# [Written request]
Identify every line below that contains the string "front" and copy each one in full. Match case exactly.

* * * * * * *

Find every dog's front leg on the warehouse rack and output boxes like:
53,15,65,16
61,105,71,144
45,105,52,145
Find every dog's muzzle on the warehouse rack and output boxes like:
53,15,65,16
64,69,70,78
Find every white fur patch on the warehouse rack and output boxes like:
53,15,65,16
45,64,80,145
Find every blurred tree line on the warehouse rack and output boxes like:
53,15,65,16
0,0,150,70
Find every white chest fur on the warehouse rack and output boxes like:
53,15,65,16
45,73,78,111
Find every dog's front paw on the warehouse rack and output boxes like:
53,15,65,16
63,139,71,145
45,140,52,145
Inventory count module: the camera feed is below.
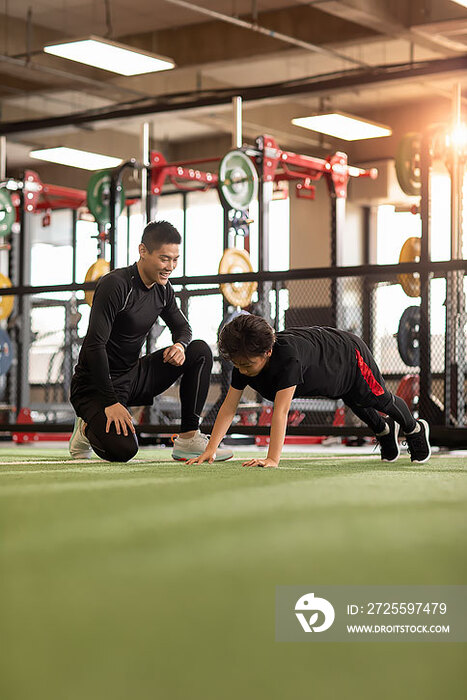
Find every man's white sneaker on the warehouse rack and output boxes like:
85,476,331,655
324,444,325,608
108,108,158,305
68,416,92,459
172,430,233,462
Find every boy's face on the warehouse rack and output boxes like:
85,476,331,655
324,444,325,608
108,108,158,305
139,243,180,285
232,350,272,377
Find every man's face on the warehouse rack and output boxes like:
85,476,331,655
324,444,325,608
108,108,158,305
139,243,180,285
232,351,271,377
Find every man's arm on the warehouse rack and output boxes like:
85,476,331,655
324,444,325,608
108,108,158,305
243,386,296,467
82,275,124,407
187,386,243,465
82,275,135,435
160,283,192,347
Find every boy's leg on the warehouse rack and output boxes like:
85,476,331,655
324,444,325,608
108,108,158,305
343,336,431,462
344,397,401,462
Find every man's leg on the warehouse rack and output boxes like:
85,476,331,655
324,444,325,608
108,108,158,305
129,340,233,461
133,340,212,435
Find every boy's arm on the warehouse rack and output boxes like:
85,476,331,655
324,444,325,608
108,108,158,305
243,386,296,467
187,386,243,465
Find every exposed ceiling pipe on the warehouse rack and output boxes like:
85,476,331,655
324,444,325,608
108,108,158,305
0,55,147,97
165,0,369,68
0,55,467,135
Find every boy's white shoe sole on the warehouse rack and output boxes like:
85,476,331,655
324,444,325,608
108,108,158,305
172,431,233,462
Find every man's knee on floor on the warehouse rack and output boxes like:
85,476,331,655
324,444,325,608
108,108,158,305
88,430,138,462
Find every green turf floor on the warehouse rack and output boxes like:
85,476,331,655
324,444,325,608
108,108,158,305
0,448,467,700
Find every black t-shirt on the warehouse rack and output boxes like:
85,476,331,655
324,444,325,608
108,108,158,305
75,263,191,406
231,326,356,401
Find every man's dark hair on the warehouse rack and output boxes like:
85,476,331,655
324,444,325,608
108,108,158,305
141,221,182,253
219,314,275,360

* * * * * * *

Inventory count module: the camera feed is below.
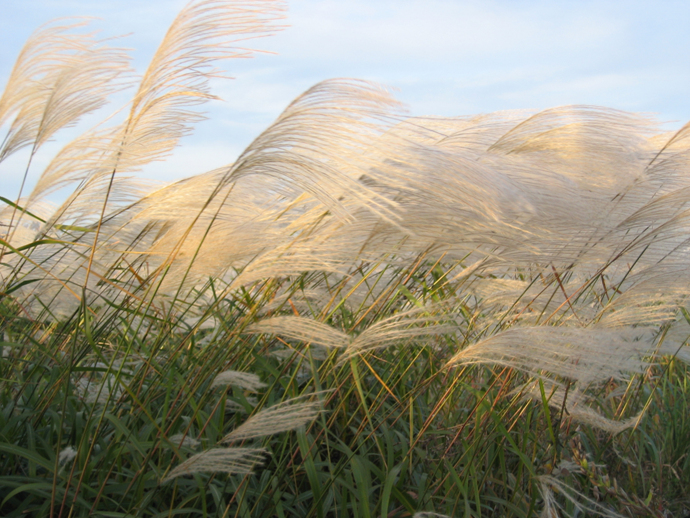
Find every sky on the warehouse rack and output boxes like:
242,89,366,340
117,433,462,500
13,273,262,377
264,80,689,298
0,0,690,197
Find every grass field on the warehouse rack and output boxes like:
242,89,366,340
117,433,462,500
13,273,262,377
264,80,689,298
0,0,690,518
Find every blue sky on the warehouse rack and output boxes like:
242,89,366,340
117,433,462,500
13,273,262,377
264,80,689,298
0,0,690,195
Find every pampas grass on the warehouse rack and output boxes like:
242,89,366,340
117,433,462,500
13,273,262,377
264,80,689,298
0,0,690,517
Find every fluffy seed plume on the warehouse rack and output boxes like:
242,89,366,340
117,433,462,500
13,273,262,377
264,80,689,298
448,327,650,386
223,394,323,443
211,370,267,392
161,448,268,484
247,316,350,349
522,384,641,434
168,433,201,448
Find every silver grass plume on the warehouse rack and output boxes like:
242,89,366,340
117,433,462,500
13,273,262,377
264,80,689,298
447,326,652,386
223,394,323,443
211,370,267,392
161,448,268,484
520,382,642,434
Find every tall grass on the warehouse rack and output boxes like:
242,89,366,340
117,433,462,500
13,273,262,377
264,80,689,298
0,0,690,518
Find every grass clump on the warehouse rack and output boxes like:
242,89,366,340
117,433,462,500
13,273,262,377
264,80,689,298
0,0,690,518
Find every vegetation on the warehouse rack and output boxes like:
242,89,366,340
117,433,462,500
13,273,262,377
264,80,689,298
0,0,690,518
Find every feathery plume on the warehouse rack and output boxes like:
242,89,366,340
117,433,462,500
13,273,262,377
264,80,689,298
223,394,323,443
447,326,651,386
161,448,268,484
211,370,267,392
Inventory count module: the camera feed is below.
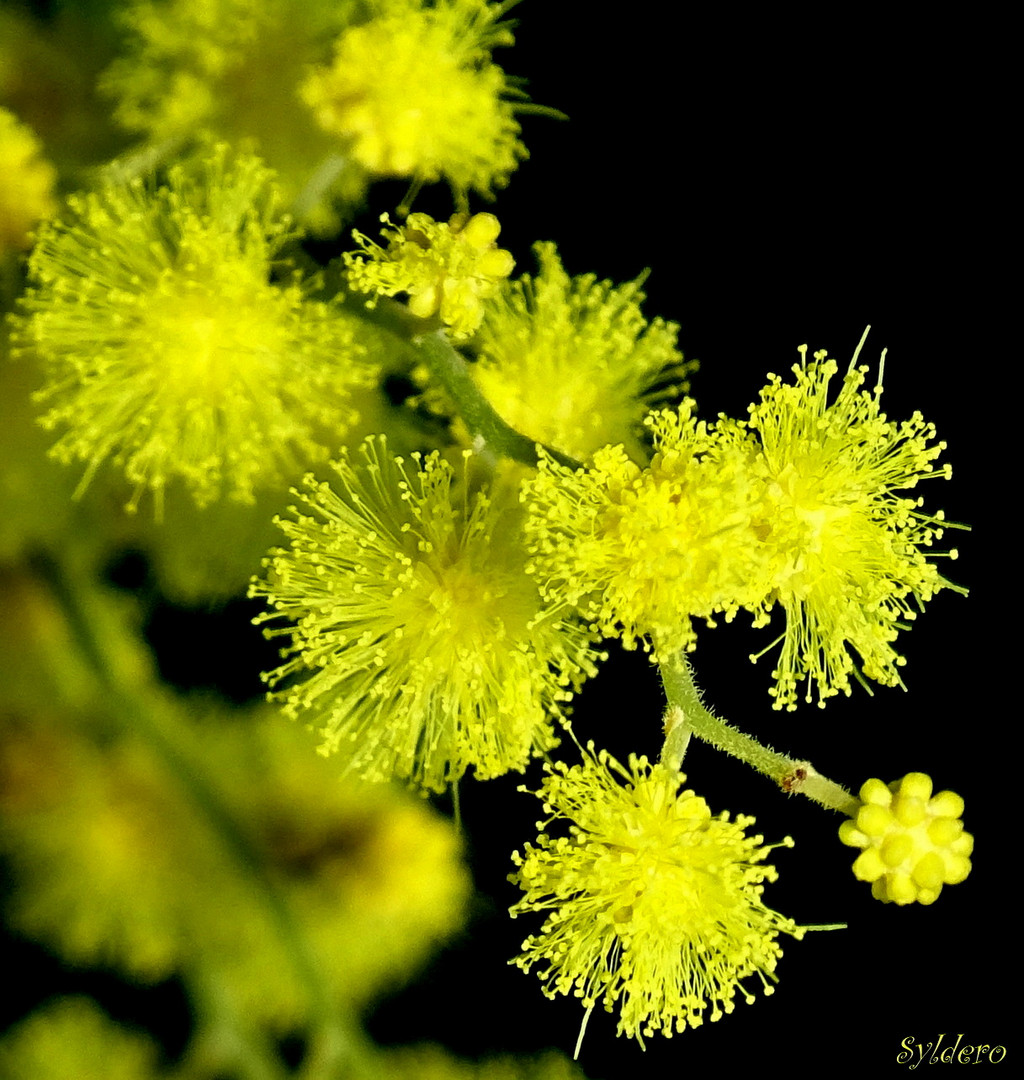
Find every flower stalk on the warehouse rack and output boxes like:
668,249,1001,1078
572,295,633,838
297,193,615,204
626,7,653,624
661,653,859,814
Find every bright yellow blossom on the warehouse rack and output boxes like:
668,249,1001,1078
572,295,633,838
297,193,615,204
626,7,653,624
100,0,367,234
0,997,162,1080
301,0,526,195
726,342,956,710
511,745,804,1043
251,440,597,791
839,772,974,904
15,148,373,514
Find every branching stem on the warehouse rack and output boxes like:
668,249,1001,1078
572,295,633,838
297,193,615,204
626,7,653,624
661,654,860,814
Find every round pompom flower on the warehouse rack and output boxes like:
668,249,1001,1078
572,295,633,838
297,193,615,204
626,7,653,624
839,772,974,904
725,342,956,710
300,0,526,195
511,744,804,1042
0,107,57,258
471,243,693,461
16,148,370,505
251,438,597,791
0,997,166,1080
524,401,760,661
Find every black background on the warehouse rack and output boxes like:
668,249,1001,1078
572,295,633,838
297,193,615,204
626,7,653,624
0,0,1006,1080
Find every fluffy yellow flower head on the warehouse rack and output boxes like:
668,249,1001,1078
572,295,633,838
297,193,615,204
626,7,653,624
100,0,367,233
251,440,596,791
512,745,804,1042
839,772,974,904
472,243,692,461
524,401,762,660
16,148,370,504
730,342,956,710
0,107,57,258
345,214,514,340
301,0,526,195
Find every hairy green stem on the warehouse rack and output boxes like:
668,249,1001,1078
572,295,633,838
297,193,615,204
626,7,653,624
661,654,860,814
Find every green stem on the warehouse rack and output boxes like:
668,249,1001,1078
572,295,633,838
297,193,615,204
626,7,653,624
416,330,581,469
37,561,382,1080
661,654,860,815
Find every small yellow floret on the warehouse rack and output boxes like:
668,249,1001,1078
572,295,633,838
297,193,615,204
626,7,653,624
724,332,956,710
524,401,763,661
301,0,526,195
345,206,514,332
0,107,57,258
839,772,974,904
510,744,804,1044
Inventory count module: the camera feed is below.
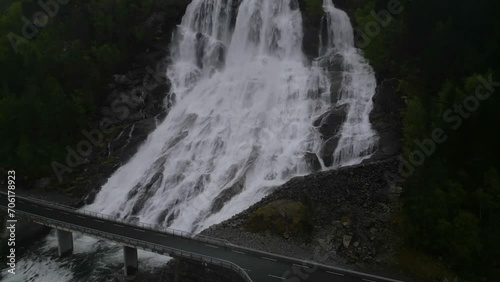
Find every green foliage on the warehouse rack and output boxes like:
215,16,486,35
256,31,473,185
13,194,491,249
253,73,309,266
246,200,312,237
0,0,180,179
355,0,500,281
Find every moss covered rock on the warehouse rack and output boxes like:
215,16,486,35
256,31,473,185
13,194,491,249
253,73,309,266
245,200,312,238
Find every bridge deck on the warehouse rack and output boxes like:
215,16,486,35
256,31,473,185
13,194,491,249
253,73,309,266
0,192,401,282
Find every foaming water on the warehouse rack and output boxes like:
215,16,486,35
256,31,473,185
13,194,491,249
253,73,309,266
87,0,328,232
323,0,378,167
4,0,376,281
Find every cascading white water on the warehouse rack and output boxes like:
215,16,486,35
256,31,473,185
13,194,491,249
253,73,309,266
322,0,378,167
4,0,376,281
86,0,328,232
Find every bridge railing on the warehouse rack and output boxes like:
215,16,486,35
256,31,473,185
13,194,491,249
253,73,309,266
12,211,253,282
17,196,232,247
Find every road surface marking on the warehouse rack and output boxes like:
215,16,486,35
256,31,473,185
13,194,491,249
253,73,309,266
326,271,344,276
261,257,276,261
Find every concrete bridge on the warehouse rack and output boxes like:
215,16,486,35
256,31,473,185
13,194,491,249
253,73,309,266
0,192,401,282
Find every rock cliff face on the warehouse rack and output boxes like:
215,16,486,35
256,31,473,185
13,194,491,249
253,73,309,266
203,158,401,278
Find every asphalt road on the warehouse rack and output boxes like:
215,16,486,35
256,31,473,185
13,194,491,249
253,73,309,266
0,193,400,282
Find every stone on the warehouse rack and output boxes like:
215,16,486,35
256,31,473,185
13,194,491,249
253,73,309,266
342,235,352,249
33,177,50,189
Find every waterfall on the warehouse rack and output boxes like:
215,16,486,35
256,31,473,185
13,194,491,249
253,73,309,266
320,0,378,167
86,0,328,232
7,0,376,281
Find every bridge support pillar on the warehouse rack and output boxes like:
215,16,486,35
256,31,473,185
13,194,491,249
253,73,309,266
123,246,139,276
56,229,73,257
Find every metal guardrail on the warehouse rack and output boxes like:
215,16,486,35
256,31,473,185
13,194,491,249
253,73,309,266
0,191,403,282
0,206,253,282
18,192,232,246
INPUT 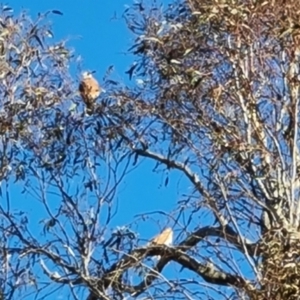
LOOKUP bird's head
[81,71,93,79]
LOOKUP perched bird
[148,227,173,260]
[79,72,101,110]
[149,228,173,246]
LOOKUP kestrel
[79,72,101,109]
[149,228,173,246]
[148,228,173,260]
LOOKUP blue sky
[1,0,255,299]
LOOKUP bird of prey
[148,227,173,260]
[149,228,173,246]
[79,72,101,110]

* * * * * * *

# [Exercise output]
Find every dog's front leg on the warehouse rack and output boxes like:
Find every dog's front paw on the warehouse rack and output boxes like:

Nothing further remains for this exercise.